• TASKS TO CARRY OUT
**a)** According to the text about Vowel and testRTC, how did Vowel learn about testRTC?
**b)** Transcribe a passage from the text about Vowel and testRTC: begin at the words "There are many" and stop after the words "its user experience.".
**c)** Go on with the text about Vowel and testRTC from the point where it stops.

• TEXT SEGMENT
------------

Methodically testing and optimizing WebRTC applications at Vowel

“testRTC is the defacto standard for providing reliable WebRTC testing functionality.”

Paul Fisher, CTO and Co-Founder at Vowel

There are many vendors who are trying to focus these days on making meetings more efficient. Vowel is a video conferencing tool that actually makes meetings better. It enables users to plan, host, transcribe, search, and share their meetings. They are doing that right from inside the browser, and make use of WebRTC.

Vowel has been using testRTC throughout 2020 and I thought it was a good time to talk with Paul Fisher, CTO and Co-Founder at Vowel. I wanted to understand from him how testRTC helps Vowel improve their product and its user experience.

Identifying bottlenecks and issues, scaling up for launch

One of the most important things in a video conferencing platform is the quality of the media. Before working with testRTC, Vowel lacked the visibility and the means to conduct systematic optimizations and improvements to their video platform. They got to know testRTC through an advisor in the company, whose first suggestion was to use testRTC.

------------

• RECORDS
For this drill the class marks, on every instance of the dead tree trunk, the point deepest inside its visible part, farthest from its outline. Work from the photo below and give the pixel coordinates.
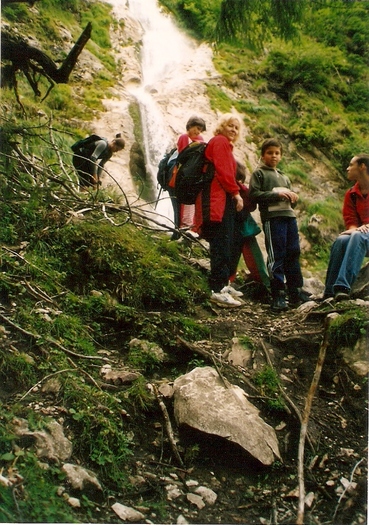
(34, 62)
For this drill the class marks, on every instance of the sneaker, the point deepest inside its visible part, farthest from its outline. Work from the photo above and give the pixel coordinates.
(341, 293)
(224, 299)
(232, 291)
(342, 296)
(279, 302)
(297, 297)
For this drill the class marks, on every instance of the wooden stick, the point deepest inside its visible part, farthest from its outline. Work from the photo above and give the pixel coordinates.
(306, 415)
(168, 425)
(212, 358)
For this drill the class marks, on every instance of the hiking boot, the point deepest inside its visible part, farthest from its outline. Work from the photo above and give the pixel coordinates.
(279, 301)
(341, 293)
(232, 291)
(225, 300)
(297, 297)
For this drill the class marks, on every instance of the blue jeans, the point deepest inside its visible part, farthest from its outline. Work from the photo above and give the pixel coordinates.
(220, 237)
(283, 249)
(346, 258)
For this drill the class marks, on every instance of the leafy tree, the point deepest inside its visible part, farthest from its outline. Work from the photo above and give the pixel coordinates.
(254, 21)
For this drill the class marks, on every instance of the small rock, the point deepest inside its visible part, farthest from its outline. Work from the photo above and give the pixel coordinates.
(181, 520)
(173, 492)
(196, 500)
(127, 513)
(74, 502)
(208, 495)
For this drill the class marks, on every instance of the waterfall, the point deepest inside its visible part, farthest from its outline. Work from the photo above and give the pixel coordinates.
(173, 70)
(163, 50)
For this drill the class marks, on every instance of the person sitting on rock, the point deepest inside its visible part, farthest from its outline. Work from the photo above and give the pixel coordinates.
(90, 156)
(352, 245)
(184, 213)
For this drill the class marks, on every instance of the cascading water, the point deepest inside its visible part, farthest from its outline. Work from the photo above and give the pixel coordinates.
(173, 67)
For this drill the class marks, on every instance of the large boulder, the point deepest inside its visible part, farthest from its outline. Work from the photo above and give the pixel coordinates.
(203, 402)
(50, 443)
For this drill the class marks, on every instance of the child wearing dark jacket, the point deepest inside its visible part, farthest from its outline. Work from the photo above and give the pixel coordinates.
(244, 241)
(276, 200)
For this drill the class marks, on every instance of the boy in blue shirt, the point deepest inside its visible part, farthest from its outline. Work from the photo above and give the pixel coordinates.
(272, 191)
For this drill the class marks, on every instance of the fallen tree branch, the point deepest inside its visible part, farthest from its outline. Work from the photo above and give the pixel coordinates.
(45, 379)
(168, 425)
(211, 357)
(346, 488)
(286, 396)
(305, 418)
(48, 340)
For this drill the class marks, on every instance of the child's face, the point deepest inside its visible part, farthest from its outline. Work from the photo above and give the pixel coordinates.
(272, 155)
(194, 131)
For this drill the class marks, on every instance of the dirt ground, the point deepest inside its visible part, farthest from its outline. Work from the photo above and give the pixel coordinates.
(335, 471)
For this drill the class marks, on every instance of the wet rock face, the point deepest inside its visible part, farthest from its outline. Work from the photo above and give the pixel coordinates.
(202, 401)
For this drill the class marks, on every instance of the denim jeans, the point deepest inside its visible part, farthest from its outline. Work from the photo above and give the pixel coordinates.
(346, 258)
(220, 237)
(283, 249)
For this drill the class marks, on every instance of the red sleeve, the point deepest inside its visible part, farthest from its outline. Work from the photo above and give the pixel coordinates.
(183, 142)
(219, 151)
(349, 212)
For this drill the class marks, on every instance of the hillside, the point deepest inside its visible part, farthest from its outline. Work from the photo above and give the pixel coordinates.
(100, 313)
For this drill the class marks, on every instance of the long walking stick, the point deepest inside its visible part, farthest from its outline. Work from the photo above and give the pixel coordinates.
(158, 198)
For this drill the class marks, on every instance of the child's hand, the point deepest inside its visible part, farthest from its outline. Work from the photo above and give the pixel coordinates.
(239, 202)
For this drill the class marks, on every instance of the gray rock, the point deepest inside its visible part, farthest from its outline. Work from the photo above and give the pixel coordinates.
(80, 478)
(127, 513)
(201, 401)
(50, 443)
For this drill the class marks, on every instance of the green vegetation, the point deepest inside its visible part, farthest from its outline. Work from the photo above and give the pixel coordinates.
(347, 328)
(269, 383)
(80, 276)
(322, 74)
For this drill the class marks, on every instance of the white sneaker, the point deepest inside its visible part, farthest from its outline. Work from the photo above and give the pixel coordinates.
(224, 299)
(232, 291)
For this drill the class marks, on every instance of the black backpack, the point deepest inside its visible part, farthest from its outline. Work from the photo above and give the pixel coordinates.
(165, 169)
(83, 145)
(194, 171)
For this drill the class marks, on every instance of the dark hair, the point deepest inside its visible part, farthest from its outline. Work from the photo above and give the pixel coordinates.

------------

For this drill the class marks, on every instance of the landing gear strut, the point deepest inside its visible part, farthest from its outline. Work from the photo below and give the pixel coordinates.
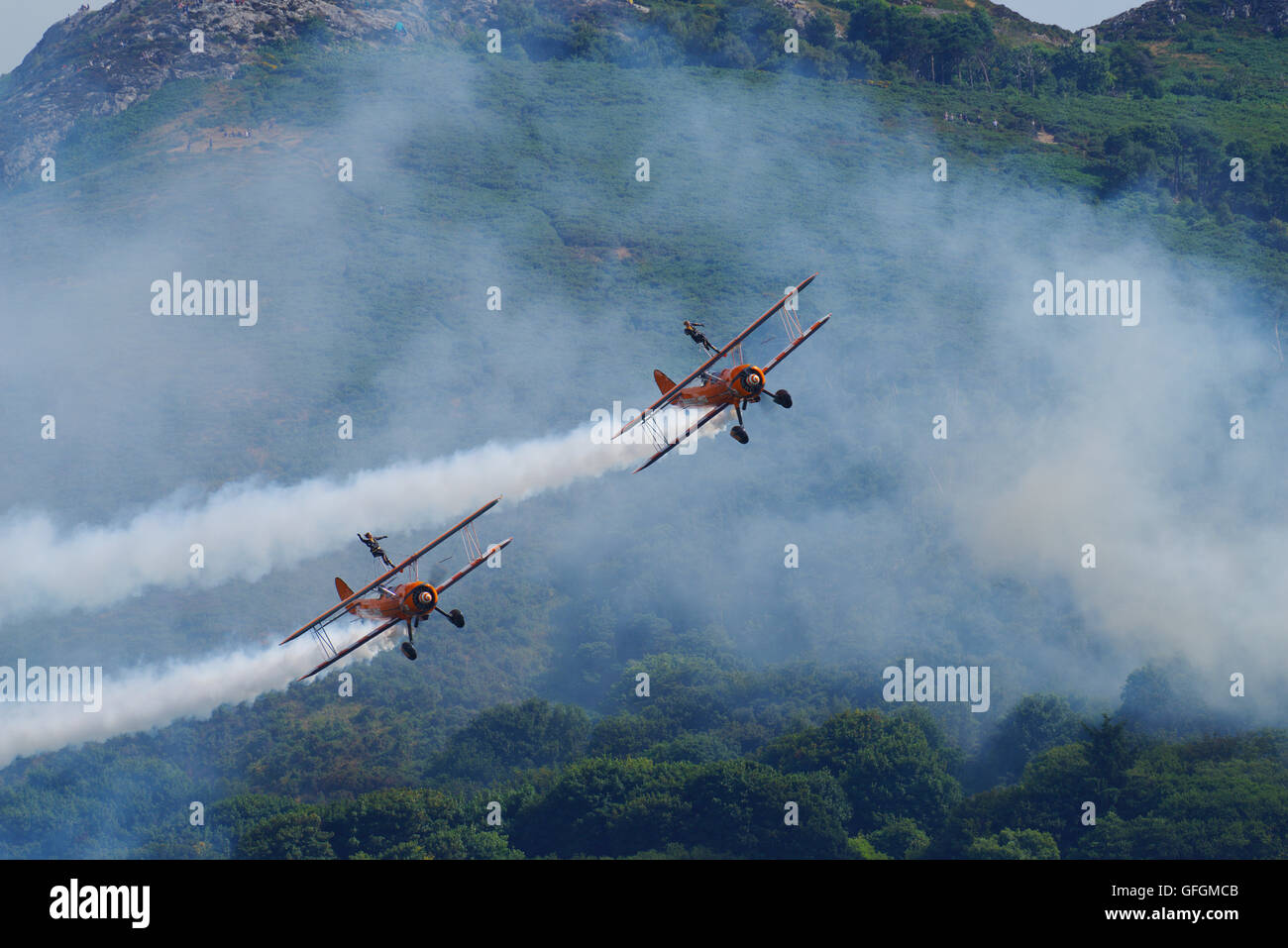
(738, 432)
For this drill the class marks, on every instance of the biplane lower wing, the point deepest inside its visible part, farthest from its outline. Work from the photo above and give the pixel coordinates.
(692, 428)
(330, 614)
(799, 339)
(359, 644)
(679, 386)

------------

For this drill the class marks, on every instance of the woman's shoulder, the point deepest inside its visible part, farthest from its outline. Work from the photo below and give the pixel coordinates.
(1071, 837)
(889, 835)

------------

• ANSWER SECTION
**a)** Through an advisor in the company, whose first suggestion was to use testRTC.

**b)**
There are many vendors who are trying to focus these days on making meetings more efficient. Vowel is a video conferencing tool that actually makes meetings better. It enables users to plan, host, transcribe, search, and share their meetings. They are doing that right from inside the browser, and make use of WebRTC.

Vowel has been using testRTC throughout 2020 and I thought it was a good time to talk with Paul Fisher, CTO and Co-Founder at Vowel. I wanted to understand from him how testRTC helps Vowel improve their product and its user experience.

**c)**
In the early days, Vowel used internal tools, but found out that there’s a lot of overhead with using these tools. They require a lot more work to run, manage and extract the results from the tests conducted. Rolling their own was too time consuming and gave a lot less value.

Once testRTC was adopted by Vowel, things have changed for the better. By setting up a set of initial regression tests that can be executed on demand and through continuous integration, Vowel were able to create a baseline of their implementation performance and quality. From here, they were able to figure out what required improvement and optimization as well as understanding if a new release or modification caused an unwanted regression.

testRTC was extremely instrumental in assisting Vowel resolve multiple issues around its implementation: congestion control, optimizing resolution and bandwidth, debugging simulcast, understanding the cause and optimizing for latency, round trip time and jitter.

Vowel were able to proceed in huge strides in these areas by adopting testRTC. Prior to testRTC, Vowel had a kind of an ad-hoc approach, relying almost entirely on user feedback and metrics collected in datadog and other tools. There was no real methodical way for analyzing and pinpointing the source of the issues.

With the adoption of testRTC, Vowel is now able to reproduce issues and diagnose issues, as well as validate that these issues have been resolved. Vowel created a suite of test scripts for these issues and for the scenarios they focus on. They now methodically run these tests as regression with each release.

“Using testRTC has had the most significant impact in improving the quality, stability and maintenance of our platform.”

This approach got them to catch regression bugs earlier on, before potentially rolling out breaking changes to production – practically preventing them from happening.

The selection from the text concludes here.